▶ **What to work on**
Extract each line of the listing below that contains the string "asphalt", treating uppercase and lowercase letters as distinct.
— start Information provided —
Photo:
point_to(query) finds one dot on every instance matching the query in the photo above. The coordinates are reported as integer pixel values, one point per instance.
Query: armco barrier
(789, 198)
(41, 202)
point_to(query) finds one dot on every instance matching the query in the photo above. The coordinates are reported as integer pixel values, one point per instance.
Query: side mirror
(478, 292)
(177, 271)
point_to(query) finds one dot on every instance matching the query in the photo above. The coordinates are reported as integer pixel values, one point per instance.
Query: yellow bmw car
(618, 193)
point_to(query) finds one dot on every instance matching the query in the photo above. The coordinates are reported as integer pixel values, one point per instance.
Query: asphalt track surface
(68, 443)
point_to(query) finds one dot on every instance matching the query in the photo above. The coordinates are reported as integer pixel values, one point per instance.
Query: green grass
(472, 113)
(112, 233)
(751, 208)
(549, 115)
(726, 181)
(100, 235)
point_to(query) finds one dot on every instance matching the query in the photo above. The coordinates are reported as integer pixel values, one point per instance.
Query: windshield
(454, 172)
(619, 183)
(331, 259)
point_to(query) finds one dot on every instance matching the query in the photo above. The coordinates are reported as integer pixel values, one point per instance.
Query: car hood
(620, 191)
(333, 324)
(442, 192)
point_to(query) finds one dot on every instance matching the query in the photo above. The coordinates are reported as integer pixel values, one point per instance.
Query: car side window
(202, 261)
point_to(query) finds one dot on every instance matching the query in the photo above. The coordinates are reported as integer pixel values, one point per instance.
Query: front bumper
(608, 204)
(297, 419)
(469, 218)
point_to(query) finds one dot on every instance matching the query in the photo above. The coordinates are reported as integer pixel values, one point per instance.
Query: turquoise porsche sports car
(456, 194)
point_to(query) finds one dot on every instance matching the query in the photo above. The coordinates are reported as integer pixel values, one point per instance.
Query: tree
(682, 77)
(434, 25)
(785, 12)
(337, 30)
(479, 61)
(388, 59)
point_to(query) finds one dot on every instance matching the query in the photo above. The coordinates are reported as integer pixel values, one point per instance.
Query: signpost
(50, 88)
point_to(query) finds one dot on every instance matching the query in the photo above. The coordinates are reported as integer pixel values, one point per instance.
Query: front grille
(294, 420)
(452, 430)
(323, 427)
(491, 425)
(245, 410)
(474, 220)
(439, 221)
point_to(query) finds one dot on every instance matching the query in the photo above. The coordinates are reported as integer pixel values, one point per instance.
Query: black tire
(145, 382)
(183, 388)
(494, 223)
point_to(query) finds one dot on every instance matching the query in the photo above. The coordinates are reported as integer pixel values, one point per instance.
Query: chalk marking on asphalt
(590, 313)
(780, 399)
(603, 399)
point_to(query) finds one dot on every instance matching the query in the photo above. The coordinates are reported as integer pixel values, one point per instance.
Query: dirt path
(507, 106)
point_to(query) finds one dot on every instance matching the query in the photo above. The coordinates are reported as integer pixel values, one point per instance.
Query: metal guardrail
— end Information provided —
▶ **Task answer**
Query: asphalt track surface
Query: chalk marking on asphalt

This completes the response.